OBJECTIVE:
Answer these from the text on EU migration research below:
(a) How were the other funding sources available after 1999 usually opened to the research community?
(b) Where did the particularly important seminar take place?
(c) What feasibility study is given as an example?

SELECTED EXTRACT:
After 1999 other sources of funding were also available to DG JHA to commission more focused research with shorter deadlines and precise specifications arising from specific and immediate policy needs. These were open to the research community, usually via restricted tender proceedings, and were invaluable methods of obtaining information to inform some of the early legislative and policy proposals. The drafting of most of the initial migration and asylum legislation, for example the EU directives on family reunification and those on asylum, benefited from analyses resulting from a specific research contract, usually including a comparative survey of existing national legislation. Commissioned research was also an important element in the early work on the formulation of integration policy. There were studies for example on the use of benchmarking to evaluate integration policies and practices and feasibility studies such as on the possibility of setting up a European Migration Observatory.

However, because time was short, a more direct approach was taken with respect to the 2000 Communication, through consultations with the research community on a formal and informal basis, as individuals and via the establishment of expert groups. Contacts were made through colleagues in the Commission and via senior civil servants, members of relevant Council committees, who advised on their national experts. A selection of immigration specialists from across Europe, including input from researchers from North America and elsewhere, was brought together on a number of occasions to discuss preliminary ideas and to advise on the different policy options which were under consideration within the Commission at the drafting stage. A particularly important seminar took place at the Luso-American Foundation in Lisbon in the spring of that year where some of the early ideas were analysed and discussed with a number of leading researchers. At the same time European Commission officials participated themselves in academic conferences to pick up information and to make contacts in the academic world across the member states.

MATERIAL PROVIDED:
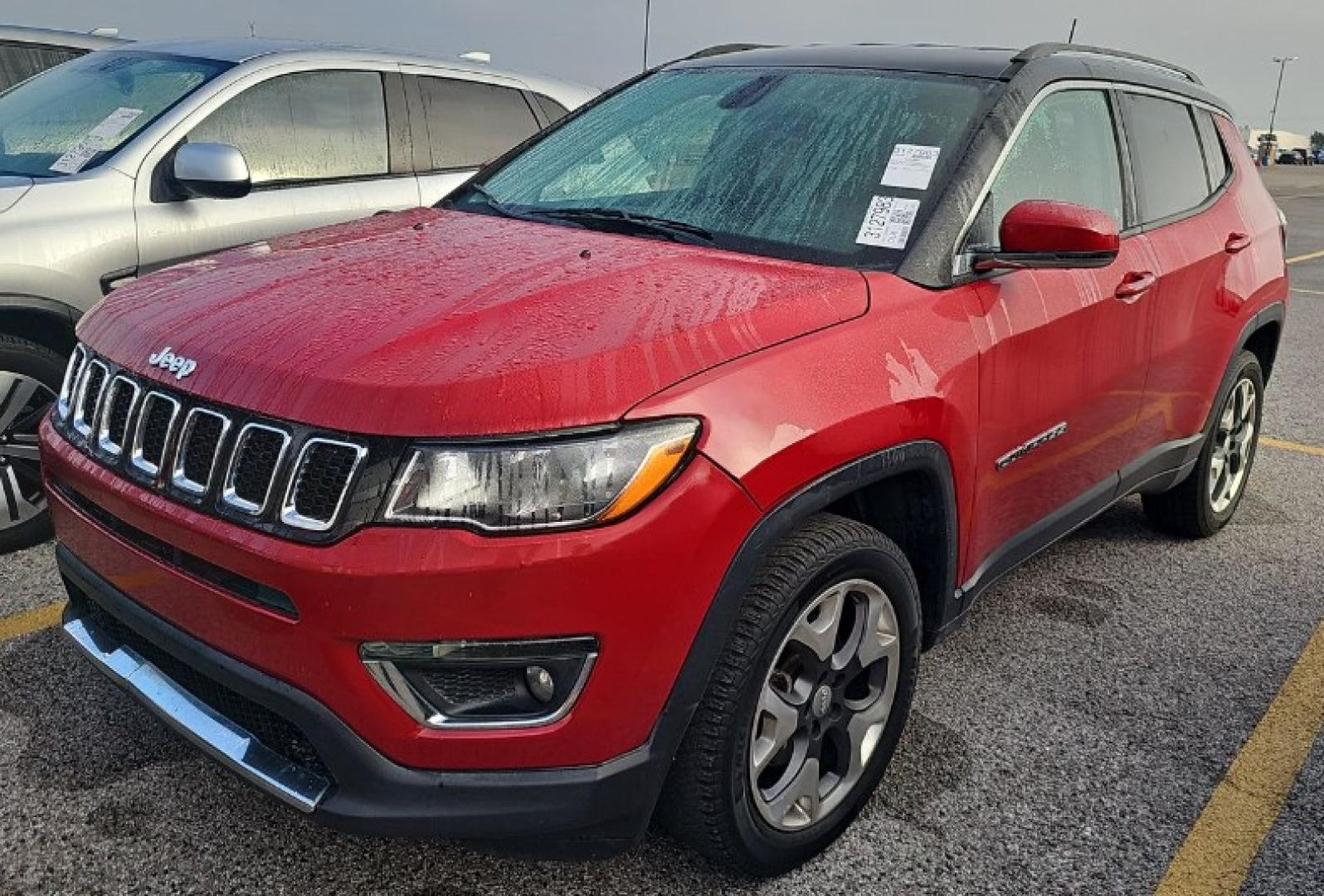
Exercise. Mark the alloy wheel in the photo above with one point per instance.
(22, 404)
(1234, 442)
(824, 704)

SOLUTION TO THIS PROBLEM:
(a) Usually through restricted tender proceedings.
(b) At the Luso-American Foundation in Lisbon.
(c) A study on the possibility of setting up a European Migration Observatory.